┌──

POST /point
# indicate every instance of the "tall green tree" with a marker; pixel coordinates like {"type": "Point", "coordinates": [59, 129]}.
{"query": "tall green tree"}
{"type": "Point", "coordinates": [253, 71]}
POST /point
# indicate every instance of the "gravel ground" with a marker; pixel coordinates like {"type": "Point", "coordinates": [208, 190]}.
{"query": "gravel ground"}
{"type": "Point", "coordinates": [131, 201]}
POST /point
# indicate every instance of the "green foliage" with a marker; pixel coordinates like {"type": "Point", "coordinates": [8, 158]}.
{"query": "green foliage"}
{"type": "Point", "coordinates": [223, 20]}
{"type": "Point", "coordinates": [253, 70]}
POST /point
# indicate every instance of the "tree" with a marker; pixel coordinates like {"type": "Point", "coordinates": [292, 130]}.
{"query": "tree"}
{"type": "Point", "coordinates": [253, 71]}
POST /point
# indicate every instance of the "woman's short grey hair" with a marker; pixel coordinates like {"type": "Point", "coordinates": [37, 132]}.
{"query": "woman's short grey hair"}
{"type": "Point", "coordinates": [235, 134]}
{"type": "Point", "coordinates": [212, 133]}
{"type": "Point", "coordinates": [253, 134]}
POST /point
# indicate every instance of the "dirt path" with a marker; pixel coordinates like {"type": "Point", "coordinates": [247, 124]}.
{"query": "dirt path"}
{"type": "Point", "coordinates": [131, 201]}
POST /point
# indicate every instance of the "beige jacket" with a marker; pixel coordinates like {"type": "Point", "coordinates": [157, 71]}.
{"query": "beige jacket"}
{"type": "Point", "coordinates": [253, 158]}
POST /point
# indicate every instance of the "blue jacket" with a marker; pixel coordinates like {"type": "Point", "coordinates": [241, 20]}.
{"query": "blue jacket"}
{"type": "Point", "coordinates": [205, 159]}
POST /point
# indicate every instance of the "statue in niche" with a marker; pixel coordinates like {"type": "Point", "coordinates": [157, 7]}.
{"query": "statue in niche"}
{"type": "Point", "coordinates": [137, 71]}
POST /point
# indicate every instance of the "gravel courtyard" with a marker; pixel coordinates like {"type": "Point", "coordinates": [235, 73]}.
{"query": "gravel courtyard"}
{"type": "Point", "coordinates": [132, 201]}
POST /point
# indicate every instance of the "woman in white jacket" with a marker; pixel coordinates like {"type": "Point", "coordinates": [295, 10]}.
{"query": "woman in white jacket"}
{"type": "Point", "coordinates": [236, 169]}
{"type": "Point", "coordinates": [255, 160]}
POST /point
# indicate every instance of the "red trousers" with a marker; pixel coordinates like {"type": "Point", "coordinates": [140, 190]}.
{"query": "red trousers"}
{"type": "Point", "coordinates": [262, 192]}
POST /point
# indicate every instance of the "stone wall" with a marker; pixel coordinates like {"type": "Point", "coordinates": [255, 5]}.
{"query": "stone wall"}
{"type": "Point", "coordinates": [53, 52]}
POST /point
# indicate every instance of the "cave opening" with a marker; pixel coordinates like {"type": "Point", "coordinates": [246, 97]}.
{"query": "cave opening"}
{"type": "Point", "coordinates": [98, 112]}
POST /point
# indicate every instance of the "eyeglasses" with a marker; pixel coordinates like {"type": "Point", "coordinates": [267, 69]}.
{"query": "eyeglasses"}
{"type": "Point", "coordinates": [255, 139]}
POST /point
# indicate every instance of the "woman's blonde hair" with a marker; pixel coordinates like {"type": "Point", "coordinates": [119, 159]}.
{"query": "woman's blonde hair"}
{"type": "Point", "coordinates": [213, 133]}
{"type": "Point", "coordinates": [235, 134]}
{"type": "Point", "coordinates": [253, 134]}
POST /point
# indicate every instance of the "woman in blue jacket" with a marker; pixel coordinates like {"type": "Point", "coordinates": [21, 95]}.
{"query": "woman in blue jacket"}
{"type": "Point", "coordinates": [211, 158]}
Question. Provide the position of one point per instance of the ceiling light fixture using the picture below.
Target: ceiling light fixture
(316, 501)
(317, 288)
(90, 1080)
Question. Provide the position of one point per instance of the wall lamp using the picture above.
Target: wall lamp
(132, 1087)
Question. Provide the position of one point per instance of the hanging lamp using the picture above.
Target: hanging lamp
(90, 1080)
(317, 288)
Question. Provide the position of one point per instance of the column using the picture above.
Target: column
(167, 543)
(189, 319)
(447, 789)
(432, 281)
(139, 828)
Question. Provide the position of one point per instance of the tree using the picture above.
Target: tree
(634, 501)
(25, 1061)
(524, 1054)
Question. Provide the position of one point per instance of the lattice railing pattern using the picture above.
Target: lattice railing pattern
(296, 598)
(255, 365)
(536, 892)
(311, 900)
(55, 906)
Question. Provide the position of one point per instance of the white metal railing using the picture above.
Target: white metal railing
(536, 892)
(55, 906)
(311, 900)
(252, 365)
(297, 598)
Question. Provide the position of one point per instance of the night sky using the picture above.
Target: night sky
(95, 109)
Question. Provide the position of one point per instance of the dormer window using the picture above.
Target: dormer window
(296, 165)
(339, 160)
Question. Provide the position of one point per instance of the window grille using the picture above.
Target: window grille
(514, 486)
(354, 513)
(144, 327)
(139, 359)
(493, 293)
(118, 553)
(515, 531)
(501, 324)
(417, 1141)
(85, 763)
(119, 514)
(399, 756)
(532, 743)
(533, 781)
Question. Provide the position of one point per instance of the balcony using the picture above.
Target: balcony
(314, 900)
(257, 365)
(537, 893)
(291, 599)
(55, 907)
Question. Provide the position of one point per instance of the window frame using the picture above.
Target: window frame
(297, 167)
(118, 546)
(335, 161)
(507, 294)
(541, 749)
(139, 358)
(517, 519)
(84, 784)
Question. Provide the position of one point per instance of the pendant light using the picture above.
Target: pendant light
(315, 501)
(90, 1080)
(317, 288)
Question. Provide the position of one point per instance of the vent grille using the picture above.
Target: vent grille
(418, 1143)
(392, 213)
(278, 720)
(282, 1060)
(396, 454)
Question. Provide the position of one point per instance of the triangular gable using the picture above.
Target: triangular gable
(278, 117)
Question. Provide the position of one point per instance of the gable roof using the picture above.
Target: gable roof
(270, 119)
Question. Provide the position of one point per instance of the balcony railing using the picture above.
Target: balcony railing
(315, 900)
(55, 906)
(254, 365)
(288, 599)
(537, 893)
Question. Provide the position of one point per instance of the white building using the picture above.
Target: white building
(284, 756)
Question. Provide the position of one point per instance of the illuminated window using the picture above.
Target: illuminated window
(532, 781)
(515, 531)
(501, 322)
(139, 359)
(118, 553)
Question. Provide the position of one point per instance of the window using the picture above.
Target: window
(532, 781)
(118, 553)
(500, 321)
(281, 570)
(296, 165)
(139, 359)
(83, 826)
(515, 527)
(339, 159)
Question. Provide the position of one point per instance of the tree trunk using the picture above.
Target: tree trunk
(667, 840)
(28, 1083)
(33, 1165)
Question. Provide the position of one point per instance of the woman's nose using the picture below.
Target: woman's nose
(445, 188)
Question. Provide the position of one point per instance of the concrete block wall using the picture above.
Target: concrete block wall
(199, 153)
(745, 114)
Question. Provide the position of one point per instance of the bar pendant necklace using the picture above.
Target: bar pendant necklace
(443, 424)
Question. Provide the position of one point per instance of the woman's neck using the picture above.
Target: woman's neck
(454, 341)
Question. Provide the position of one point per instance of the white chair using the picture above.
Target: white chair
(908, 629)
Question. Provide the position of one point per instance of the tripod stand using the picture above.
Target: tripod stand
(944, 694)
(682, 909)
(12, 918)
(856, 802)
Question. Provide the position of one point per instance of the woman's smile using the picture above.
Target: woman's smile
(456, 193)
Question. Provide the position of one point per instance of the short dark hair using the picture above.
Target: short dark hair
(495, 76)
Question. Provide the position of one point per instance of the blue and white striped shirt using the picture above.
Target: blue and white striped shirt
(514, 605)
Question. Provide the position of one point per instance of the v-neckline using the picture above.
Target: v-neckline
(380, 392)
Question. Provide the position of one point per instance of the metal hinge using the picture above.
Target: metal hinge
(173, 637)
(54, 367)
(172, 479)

└──

== Problem requirements ==
Write out the lines above, starting at the line that contains "Target: woman's smile" and ending with the final line, and nothing else; copy them exactly.

== Response to this exercise ==
Target: woman's smile
(456, 193)
Question. Provide the position of one point per instance of the short dark hair using the picture above.
Target: short dark hair
(495, 76)
Question. Provide the position of one point per instance of the blue and white striped shirt using the picture above.
Target: blue and white striped shirt
(514, 605)
Question. Provide the position of one point per instance of the v-neckline using the picture above.
Target: v-neckline
(380, 392)
Question. Provide the position of one point per instance of the metal hinge using the picture above.
Target: metal hinge
(173, 637)
(54, 367)
(172, 479)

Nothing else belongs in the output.